- _REQUIRED TASK_: Could you rewrite every line of all the entries below as a numbered list, leaving out any blank lines?
::::::::::
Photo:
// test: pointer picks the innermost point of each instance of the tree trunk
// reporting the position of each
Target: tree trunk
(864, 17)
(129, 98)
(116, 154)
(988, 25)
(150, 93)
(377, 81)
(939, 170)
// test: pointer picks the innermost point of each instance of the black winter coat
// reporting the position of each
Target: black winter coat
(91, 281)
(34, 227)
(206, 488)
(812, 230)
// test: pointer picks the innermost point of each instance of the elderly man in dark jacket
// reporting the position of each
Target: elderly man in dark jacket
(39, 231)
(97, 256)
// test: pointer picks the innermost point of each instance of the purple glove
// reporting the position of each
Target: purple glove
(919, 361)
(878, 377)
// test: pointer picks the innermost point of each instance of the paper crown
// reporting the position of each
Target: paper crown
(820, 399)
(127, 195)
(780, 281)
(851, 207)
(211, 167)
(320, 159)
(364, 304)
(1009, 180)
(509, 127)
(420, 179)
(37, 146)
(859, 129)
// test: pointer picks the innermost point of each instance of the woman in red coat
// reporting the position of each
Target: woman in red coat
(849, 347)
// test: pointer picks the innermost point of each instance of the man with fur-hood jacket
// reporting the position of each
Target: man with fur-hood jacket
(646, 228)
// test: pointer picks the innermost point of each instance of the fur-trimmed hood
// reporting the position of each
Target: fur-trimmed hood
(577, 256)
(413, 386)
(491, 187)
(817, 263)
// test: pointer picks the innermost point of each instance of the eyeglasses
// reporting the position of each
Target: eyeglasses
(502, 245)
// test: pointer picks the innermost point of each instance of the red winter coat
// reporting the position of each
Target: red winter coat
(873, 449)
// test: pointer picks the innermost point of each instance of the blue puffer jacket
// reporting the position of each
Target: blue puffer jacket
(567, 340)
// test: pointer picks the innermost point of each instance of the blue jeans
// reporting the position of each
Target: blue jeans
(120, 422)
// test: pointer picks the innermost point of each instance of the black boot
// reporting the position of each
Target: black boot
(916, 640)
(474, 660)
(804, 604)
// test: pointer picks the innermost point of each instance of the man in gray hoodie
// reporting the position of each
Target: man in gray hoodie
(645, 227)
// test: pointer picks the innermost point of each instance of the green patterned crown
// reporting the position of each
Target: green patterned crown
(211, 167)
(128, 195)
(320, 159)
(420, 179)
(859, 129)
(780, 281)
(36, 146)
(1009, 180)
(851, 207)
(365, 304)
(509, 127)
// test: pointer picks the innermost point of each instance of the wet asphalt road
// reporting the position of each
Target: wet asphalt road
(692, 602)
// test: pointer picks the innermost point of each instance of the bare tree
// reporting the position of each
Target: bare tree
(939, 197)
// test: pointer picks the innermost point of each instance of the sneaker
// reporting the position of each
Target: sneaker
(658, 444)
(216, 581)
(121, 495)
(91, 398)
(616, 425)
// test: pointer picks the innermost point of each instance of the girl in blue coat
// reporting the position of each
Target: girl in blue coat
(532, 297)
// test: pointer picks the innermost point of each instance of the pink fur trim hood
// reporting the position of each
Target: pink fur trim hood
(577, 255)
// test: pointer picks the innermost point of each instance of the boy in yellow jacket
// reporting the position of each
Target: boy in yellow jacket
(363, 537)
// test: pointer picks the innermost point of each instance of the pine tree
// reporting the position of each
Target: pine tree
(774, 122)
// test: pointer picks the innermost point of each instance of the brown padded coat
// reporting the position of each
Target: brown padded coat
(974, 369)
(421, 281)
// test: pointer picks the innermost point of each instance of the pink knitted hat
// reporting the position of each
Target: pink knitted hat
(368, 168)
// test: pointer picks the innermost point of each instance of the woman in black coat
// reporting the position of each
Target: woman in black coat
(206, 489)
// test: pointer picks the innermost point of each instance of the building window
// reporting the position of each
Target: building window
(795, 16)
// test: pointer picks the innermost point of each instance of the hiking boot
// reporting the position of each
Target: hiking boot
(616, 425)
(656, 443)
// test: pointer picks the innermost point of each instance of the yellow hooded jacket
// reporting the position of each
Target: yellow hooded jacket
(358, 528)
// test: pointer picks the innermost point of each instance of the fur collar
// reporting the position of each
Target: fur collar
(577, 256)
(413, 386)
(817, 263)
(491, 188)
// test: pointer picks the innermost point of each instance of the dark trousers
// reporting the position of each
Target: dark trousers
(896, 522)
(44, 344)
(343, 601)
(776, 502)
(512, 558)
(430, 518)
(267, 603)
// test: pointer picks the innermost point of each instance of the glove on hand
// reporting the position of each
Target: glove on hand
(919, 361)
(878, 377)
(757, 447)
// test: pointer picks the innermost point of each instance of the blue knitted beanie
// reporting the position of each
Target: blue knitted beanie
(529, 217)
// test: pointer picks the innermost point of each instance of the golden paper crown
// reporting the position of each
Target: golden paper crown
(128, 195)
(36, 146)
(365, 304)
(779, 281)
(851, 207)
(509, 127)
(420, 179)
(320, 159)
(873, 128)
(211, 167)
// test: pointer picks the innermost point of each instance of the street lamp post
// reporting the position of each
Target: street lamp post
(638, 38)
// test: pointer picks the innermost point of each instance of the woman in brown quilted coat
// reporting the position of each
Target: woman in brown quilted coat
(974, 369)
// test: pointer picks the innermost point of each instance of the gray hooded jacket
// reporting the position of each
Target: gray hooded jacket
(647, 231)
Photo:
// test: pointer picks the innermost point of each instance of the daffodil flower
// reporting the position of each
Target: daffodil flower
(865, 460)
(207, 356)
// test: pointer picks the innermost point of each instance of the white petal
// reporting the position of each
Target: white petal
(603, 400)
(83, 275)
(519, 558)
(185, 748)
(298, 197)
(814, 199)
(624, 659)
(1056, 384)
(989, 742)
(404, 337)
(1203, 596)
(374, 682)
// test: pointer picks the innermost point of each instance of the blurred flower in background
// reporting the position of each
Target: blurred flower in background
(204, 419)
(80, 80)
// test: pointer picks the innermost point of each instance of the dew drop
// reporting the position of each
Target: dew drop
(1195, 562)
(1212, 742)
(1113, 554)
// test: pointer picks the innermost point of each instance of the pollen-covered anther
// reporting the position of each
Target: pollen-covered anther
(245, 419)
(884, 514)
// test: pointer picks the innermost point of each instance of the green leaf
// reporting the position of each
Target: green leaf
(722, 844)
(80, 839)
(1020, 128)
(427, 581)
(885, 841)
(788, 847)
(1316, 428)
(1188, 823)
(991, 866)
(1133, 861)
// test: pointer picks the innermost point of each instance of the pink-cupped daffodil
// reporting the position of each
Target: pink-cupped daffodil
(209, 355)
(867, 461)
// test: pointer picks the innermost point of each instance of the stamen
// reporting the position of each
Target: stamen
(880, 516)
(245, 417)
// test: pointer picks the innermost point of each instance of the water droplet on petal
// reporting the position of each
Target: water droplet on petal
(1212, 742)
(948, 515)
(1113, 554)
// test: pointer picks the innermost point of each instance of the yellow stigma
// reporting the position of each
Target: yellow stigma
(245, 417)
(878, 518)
::::::::::
- _RESPONSE_:
1. Photo:
2. // test: pointer picks the innermost point of each instance of the tree trunk
3. // reporting the position of each
4. Target: tree trunk
5. (864, 17)
6. (129, 98)
7. (116, 154)
8. (988, 25)
9. (150, 93)
10. (377, 81)
11. (939, 170)
12. // test: pointer picks the innermost point of each instance of the black winter coat
13. // reporting the position of each
14. Target: black winter coat
15. (91, 281)
16. (34, 227)
17. (206, 488)
18. (812, 230)
19. // test: pointer picks the innermost point of each instance of the elderly man in dark jacket
20. // reporting the position of each
21. Target: elderly man in dark jacket
22. (39, 231)
23. (97, 256)
24. // test: pointer picks the innermost point of each instance of the purple glove
25. // reporting the position of each
26. Target: purple glove
27. (919, 361)
28. (878, 377)
29. // test: pointer picks the innermost point of each instance of the paper crown
30. // reporting the position of each
31. Target: paper crown
32. (820, 399)
33. (127, 195)
34. (780, 281)
35. (851, 207)
36. (211, 167)
37. (320, 159)
38. (364, 304)
39. (1009, 180)
40. (509, 127)
41. (420, 179)
42. (37, 146)
43. (859, 129)
44. // test: pointer picks the innermost point of each instance of the woman in red coat
45. // reporting the position of each
46. Target: woman in red coat
47. (849, 347)
48. // test: pointer picks the innermost point of each instance of the man with fur-hood jacket
49. // reporting the position of each
50. Target: man with fur-hood jacket
51. (646, 228)
52. // test: pointer picks the innermost point of each instance of the fur-trimmed hood
53. // reporting the position of each
54. Target: fur-trimmed hood
55. (577, 256)
56. (413, 386)
57. (491, 187)
58. (817, 263)
59. // test: pointer picks the innermost point of each instance of the eyeglasses
60. // reporting the position of each
61. Target: eyeglasses
62. (502, 245)
63. // test: pointer picks the innermost point of each instance of the red winter coat
64. // reporting the position of each
65. Target: red winter coat
66. (873, 449)
67. // test: pointer picks the innermost point of each instance of the blue puffer jacket
68. // reporting the position of each
69. Target: blue puffer jacket
70. (567, 340)
71. // test: pointer picks the innermost point of each instance of the blue jeans
72. // reporting the position of each
73. Target: blue jeans
74. (120, 422)
75. // test: pointer picks the innermost point of each instance of the black boot
76. // reporting the position of each
77. Target: black boot
78. (916, 640)
79. (474, 660)
80. (804, 604)
81. // test: pointer picks the innermost point of each instance of the man in gray hoodie
82. // reporting the position of each
83. Target: man in gray hoodie
84. (645, 227)
85. // test: pointer picks the innermost point of each instance of the green patterned crown
86. // reporting the position of each
87. Target: green patterned crown
88. (211, 167)
89. (128, 195)
90. (320, 159)
91. (420, 179)
92. (859, 129)
93. (780, 281)
94. (36, 146)
95. (1009, 180)
96. (851, 207)
97. (365, 304)
98. (509, 127)
99. // test: pointer picks the innermost point of each instance of the wet asphalt road
100. // reporting the position of each
101. Target: wet asphalt road
102. (692, 602)
103. // test: pointer picks the innermost point of each instance of the bare tree
104. // reporting the position of each
105. Target: bare tree
106. (939, 197)
107. // test: pointer picks the innermost point of each instance of the sneaker
108. // reporting the position of each
109. Target: sneaker
110. (658, 444)
111. (216, 581)
112. (121, 495)
113. (91, 398)
114. (616, 425)
115. // test: pointer picks the innermost point of each instance of the girl in blue coat
116. // reporting the position of each
117. Target: girl in blue coat
118. (532, 297)
119. // test: pointer picks the innermost point of each instance of the pink fur trim hood
120. // reporting the position of each
121. Target: pink fur trim hood
122. (577, 255)
123. // test: pointer picks the innermost point of each instance of the boy in yellow jacket
124. // reporting the position of each
125. Target: boy in yellow jacket
126. (363, 537)
127. // test: pointer picks the innermost point of each instance of the pine tree
128. // reporting the position of each
129. Target: pine tree
130. (774, 122)
131. // test: pointer picks the innermost point of each instance of the brown padded coat
132. // reporting the position of each
133. Target: brown padded coat
134. (974, 369)
135. (421, 281)
136. // test: pointer picks the innermost point of each instance of the pink knitted hat
137. // reporting the position of each
138. Target: pink knitted hat
139. (368, 168)
140. // test: pointer picks the innermost point of each instance of the woman in black coat
141. // reporting the position of each
142. Target: woman in black coat
143. (206, 489)
144. // test: pointer picks the innermost point of each instance of the building window
145. // reporting the position of each
146. Target: building window
147. (795, 16)
148. // test: pointer picks the innermost point of each instance of the hiking boot
149. // reporting the position of each
150. Target: hiking boot
151. (616, 425)
152. (656, 443)
153. // test: pointer picks the innermost point of each instance of the yellow hooded jacket
154. // reporting the position of each
155. Target: yellow hooded jacket
156. (358, 528)
157. // test: pointer picks the innermost point of each instance of the fur collar
158. // reporting the position of each
159. Target: fur collar
160. (577, 256)
161. (413, 386)
162. (817, 263)
163. (491, 188)
164. // test: pointer picks the innermost point of each instance of the dark trousers
165. // reporting the position of each
166. Target: dark trousers
167. (896, 522)
168. (44, 344)
169. (343, 601)
170. (776, 502)
171. (512, 558)
172. (430, 518)
173. (267, 603)
174. // test: pointer picks the innermost point of each instance of the glove on hand
175. // reporting the position of each
176. Target: glove on hand
177. (919, 361)
178. (878, 377)
179. (757, 447)
180. // test: pointer picks the innermost point of each instance of the blue knitted beanie
181. // reporting the position of each
182. Target: blue knitted beanie
183. (529, 217)
184. // test: pointer picks the innermost point of each instance of the golden paper crown
185. // reporting the position of each
186. Target: golden paper crown
187. (128, 195)
188. (36, 146)
189. (365, 304)
190. (779, 281)
191. (851, 207)
192. (509, 127)
193. (420, 179)
194. (320, 159)
195. (873, 128)
196. (211, 167)
197. // test: pointer picks the innermost point of each instance of the street lamp post
198. // reporting the position of each
199. Target: street lamp post
200. (638, 38)
201. // test: pointer picks the innermost point of each instance of the woman in brown quilted coat
202. // reporting the position of each
203. Target: woman in brown quilted coat
204. (974, 369)
205. // test: pointer picks the innermost point of each instance of the gray hooded jacket
206. // reporting the position of each
207. Target: gray hooded jacket
208. (647, 231)
209. Photo:
210. // test: pointer picks the innermost point of each instance of the daffodil flower
211. // reporting the position of each
212. Target: daffodil flower
213. (865, 460)
214. (207, 356)
215. // test: pointer picks the innermost point of each instance of the white petal
216. // reporting the position of each
217. Target: white petal
218. (603, 400)
219. (83, 275)
220. (519, 558)
221. (185, 748)
222. (298, 197)
223. (814, 199)
224. (624, 659)
225. (1056, 384)
226. (989, 742)
227. (404, 337)
228. (1203, 596)
229. (374, 682)
230. // test: pointer picks the innermost point of each instance of the blurred flower in background
231. // reporting the position of each
232. Target: blurred flower in background
233. (204, 419)
234. (80, 80)
235. // test: pointer picks the innermost point of each instance of the dew drop
236. // reporting the position of each
237. Target: dew drop
238. (1195, 562)
239. (1212, 742)
240. (1113, 554)
241. // test: pointer picks the innermost point of each instance of the pollen-covered anther
242. // reporting the position of each
243. Target: pollen-covered anther
244. (245, 419)
245. (884, 514)
246. // test: pointer picks the innermost point of each instance of the green leaf
247. // reporting the position of each
248. Target: green leaf
249. (722, 844)
250. (80, 839)
251. (1020, 128)
252. (427, 581)
253. (885, 841)
254. (788, 847)
255. (1316, 428)
256. (1188, 823)
257. (991, 866)
258. (1133, 861)
259. // test: pointer picks the innermost point of each instance of the pink-cupped daffodil
260. // reporting the position of each
261. Target: pink-cupped daffodil
262. (209, 355)
263. (867, 461)
264. // test: pointer picks the innermost point of each instance of the stamen
265. // reporting the position of each
266. Target: stamen
267. (880, 516)
268. (245, 417)
269. // test: pointer picks the innermost point of each instance of the water droplet on petal
270. // reporting the position of each
271. Target: water droplet on petal
272. (1212, 742)
273. (948, 515)
274. (1113, 554)
275. // test: pointer picks the innermost point of each instance of the yellow stigma
276. // reporting the position of each
277. Target: yellow stigma
278. (245, 417)
279. (878, 518)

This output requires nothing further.